Et ce choix du Gilet jaune est une façon de lancer, depuis la nuit des déclassés, un signal de détresse, un appel au secours, un SOS.
Et puis troisième remarque préliminaire : cet appel au secours, ce SOS, il faut impérativement, je dis bien impérativement, et, quelles que soient, encore une fois, les récupérations dont il sera ou est déjà l’objet, l’entendre et le recevoir.
C’est le devoir du pouvoir politique et, d’une manière générale, de ceux que l’on appelle les élites, ou les nantis – en gros, les bobos qui n’ont pas trop à s’en faire pour le prix du diesel puisqu’ils roulent en trottinette dans un Paris qui se convertit, peu à peu, à l’écologie et qui a été, par ailleurs, en grande partie vidé de ses pauvres. Car, pour changer de registre et passer de la sécurité à la météo, l’alerte jaune n’est qu’une alerte de premier degré. Après quoi, vient l’alerte orange. Puis, l’alerte rouge. Et, alors, quand vient l’alerte rouge, il est trop tard, le tissu social s’est déchiré et les plus démunis n’en peuvent réellement plus.
Et c’est accessoirement le devoir de ceux qui sont ici ce soir. Car, s’il y a bien une chose que nous a enseignée notre histoire millénaire, c’est la nécessité de se montrer fidèle à cette âpre, difficile, mais essentielle leçon exprimée, comme vous savez, par le verset : « Vous connaissez l’âme de l’étranger. » Or l’« étranger », ça veut dire le migrant. Mais ça veut dire aussi l’exclu. Et ça veut dire encore celui qui n’en peut tellement plus, qui est tellement à bout de forces, qu’il est devenu comme étranger à lui-même et dans sa propre maison.
Il faut donc entendre ce sentiment, fondé ou non, d’abandon et de délaissement. Il ne faut surtout pas dire : « cachez ce peuple que je ne saurais voir ».
Ou : « virez-moi ces Gilets jaunes qui ne sentent pas bon le diesel ».
Le pire, le plus grave et, pour la société tout entière, le plus suicidaire, serait de faire comme si l’on n’avait pas entendu.
Alors, cela étant dit, j’en viens à l’essentiel.
J’ignore ce que sera l’avenir de ce mouvement – ni, même, s’il en aura un. Mais, à toutes fins utiles, je veux, ici, ce soir, formuler trois mises en garde.

## CONSIGNE 1:
Recopiez mot pour mot tout ce qui va de « C’est le devoir » jusqu'à « peuvent réellement plus. » dans le texte sur les Gilets jaunes.
Le texte et les entrées n'ont aucun rapport entre eux.

## DONNÉES FOURNIES:

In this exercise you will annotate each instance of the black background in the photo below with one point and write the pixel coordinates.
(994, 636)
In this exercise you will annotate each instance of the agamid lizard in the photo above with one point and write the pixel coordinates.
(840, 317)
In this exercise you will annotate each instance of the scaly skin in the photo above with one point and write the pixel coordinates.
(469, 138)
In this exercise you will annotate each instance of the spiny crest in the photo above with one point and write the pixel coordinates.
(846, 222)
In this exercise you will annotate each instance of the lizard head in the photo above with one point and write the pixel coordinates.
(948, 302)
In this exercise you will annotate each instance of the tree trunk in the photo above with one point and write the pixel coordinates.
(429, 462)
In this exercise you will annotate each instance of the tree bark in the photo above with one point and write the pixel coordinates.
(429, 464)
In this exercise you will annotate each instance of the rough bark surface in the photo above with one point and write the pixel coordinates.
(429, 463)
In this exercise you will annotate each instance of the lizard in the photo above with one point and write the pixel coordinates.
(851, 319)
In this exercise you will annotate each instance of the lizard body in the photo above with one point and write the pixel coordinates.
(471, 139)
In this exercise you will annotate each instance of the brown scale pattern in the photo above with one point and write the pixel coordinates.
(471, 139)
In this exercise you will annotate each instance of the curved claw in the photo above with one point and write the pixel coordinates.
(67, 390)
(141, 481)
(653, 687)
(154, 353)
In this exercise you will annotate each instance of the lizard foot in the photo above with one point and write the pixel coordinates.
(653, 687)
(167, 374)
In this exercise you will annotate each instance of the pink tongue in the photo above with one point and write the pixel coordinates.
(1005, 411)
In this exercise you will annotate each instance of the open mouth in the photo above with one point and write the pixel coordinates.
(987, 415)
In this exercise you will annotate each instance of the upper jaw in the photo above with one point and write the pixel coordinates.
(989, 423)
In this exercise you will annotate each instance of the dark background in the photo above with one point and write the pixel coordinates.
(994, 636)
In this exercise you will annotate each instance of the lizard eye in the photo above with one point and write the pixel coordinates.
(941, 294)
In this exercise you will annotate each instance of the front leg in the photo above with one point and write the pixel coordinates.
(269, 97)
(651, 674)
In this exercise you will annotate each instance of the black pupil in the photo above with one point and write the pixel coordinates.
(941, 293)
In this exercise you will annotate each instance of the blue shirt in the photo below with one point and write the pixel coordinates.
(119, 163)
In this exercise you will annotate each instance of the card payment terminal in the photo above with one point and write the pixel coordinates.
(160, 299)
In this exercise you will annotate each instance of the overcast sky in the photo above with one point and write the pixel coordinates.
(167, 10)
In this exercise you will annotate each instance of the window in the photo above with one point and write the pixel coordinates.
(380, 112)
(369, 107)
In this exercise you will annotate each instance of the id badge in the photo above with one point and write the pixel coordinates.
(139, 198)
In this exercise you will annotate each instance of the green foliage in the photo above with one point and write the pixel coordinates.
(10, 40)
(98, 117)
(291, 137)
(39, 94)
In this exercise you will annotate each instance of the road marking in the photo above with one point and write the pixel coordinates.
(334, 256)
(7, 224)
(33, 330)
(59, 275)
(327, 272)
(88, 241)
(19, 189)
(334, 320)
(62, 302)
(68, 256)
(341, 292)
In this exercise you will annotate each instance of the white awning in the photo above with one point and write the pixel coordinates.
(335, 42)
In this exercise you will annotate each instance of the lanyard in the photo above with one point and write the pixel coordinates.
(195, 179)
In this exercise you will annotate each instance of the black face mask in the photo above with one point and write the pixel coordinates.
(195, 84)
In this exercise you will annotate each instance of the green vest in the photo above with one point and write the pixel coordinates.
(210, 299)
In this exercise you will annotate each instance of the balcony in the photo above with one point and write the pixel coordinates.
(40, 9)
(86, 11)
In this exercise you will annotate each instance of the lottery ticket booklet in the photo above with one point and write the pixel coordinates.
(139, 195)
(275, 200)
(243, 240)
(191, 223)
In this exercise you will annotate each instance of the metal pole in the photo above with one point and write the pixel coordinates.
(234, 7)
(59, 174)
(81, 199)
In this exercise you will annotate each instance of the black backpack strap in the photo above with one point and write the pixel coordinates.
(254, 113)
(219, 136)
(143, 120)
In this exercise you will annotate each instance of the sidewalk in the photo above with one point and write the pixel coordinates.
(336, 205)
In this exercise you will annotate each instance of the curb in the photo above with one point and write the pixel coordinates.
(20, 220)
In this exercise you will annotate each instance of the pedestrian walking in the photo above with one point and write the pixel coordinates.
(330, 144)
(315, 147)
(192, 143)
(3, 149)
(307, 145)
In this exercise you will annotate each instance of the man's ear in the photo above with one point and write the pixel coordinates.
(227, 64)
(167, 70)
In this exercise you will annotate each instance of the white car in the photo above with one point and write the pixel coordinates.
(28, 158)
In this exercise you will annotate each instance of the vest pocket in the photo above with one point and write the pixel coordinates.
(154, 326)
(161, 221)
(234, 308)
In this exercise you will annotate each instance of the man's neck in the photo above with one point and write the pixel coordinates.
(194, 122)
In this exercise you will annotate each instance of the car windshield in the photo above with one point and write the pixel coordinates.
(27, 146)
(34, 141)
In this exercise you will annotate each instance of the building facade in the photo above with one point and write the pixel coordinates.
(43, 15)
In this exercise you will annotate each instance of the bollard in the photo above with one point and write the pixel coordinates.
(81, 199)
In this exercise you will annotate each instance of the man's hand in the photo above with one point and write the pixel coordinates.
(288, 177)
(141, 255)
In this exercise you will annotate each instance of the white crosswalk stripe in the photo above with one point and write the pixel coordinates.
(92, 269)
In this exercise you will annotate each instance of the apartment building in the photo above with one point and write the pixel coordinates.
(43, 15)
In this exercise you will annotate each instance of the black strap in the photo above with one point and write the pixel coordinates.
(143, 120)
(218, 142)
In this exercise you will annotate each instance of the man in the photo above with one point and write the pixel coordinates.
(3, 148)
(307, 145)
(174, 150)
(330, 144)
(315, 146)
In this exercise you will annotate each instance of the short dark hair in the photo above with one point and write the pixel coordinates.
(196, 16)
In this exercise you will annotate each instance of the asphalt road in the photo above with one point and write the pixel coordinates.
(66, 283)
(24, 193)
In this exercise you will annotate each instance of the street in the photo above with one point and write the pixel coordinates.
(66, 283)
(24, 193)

## CONSIGNE 2:
Relevez chaque ligne des entrées qui contient la chaîne « vest ». La casse compte.

## RÉSULTAT FINAL 1:
C’est le devoir du pouvoir politique et, d’une manière générale, de ceux que l’on appelle les élites, ou les nantis – en gros, les bobos qui n’ont pas trop à s’en faire pour le prix du diesel puisqu’ils roulent en trottinette dans un Paris qui se convertit, peu à peu, à l’écologie et qui a été, par ailleurs, en grande partie vidé de ses pauvres. Car, pour changer de registre et passer de la sécurité à la météo, l’alerte jaune n’est qu’une alerte de premier degré. Après quoi, vient l’alerte orange. Puis, l’alerte rouge. Et, alors, quand vient l’alerte rouge, il est trop tard, le tissu social s’est déchiré et les plus démunis n’en peuvent réellement plus.

## RÉSULTAT FINAL 2:
In this exercise you will annotate each instance of the green vest in the photo above with one point and write the pixel coordinates.
In this exercise you will annotate each instance of the vest pocket in the photo above with one point and write the pixel coordinates.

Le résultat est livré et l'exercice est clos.